▶ **WORK TO DO**:
Copy out the lines below word for word, from the first line of the records through the line that contains "385 78 L 392", with both ends included.

— start of STORED RECORDS —

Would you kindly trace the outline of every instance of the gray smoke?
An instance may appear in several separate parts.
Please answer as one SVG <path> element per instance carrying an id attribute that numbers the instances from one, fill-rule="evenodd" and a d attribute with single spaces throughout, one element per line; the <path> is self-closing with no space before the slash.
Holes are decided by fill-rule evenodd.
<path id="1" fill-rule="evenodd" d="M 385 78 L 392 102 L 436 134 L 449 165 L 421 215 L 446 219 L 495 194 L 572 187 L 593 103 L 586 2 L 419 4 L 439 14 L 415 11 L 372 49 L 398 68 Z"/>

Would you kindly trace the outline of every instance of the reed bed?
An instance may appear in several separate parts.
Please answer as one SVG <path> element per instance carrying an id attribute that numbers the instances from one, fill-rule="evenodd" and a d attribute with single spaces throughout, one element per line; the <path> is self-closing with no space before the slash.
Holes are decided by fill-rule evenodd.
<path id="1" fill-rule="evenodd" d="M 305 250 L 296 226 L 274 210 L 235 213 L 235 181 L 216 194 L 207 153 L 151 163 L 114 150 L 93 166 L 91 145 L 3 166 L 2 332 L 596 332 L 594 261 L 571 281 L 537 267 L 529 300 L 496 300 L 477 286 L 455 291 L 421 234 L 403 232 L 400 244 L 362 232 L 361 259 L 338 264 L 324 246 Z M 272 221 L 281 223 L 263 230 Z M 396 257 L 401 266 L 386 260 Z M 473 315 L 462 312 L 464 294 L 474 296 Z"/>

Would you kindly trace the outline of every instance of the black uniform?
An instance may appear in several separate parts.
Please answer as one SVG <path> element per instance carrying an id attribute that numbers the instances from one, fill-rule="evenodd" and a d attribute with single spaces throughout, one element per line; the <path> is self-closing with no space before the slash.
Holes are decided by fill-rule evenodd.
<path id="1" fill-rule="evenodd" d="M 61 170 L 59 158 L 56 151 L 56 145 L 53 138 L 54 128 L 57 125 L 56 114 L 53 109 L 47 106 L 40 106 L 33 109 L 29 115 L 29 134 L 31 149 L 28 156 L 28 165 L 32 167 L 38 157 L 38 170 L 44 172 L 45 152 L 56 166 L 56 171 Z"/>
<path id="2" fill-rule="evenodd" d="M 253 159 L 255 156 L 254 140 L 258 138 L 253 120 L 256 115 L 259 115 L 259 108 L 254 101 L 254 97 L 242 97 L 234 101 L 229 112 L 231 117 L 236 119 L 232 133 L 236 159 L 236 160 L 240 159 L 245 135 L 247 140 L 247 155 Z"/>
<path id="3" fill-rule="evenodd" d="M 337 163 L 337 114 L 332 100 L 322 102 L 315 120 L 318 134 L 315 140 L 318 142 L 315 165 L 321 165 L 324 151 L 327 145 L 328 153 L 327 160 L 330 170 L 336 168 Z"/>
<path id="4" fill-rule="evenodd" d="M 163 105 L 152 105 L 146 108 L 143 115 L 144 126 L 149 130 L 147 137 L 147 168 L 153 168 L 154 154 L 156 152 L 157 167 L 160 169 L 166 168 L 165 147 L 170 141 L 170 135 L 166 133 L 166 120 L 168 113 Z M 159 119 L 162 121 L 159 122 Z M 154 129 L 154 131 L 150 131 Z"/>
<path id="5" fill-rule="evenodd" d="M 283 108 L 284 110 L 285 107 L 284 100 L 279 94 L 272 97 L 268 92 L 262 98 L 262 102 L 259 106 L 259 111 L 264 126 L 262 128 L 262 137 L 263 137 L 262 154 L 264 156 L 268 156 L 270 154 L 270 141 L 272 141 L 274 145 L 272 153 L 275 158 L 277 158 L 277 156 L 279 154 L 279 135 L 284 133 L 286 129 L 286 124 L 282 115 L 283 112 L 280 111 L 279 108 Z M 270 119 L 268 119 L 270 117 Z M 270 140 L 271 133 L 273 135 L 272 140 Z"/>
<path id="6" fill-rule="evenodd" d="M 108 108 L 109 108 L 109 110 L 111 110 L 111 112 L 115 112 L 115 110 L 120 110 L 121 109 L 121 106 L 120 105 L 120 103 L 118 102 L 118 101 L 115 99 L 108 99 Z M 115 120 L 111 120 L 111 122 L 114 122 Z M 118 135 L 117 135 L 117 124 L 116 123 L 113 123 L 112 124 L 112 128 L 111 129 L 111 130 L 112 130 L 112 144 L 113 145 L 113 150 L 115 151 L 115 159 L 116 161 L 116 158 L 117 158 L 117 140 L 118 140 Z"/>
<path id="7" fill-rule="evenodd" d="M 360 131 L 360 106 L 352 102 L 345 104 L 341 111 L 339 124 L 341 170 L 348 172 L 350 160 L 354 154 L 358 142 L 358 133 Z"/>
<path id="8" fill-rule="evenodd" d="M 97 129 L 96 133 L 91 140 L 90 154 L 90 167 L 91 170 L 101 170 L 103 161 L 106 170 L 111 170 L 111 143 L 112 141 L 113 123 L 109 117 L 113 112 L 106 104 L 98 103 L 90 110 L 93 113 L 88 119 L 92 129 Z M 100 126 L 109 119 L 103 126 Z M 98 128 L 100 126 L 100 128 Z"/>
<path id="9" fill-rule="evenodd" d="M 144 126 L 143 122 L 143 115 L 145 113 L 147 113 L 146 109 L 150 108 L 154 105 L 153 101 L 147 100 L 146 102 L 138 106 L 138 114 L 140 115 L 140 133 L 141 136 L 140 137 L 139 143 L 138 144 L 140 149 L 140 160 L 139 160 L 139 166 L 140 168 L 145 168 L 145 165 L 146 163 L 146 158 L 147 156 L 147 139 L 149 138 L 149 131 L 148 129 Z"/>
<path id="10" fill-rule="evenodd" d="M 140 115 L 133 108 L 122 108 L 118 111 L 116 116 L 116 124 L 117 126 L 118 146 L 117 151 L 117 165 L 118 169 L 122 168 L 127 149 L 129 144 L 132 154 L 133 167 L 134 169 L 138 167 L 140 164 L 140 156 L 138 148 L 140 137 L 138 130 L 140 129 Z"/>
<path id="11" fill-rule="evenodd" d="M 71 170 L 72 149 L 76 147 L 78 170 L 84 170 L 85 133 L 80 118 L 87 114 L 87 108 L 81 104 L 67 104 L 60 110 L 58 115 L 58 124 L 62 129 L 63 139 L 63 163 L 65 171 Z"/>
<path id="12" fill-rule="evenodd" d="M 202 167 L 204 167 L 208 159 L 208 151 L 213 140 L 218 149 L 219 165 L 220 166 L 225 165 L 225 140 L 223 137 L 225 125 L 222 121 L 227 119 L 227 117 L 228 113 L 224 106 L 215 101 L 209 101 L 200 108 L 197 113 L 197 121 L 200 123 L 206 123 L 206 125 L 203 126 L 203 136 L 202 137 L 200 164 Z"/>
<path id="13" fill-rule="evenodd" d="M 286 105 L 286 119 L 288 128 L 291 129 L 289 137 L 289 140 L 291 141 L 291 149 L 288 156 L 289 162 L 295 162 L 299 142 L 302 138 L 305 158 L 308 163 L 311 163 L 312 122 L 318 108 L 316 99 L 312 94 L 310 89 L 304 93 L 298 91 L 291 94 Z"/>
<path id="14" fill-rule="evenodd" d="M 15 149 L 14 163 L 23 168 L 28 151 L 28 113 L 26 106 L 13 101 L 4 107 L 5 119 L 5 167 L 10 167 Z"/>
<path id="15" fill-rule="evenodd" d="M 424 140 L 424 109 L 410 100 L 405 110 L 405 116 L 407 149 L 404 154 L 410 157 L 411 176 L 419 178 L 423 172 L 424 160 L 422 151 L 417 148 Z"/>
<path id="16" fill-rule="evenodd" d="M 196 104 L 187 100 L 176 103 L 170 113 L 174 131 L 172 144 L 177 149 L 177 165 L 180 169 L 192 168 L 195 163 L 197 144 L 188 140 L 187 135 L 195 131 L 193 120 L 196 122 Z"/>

— end of STORED RECORDS —

▶ **EXERCISE RESPONSE**:
Would you kindly trace the outline of every instance of the gray smoke?
An instance may appear in several separate parts.
Please answer as one SVG <path> element per instance carrying an id attribute that numbers the instances from one, fill-rule="evenodd" and a d attribute with single spaces throughout, one element per line; the <path> is self-closing with no space before the slash.
Holes are decided by fill-rule evenodd.
<path id="1" fill-rule="evenodd" d="M 385 78 L 392 102 L 436 134 L 449 165 L 421 215 L 446 219 L 495 194 L 572 187 L 593 103 L 586 2 L 419 4 L 439 14 L 415 11 L 372 49 L 398 68 Z"/>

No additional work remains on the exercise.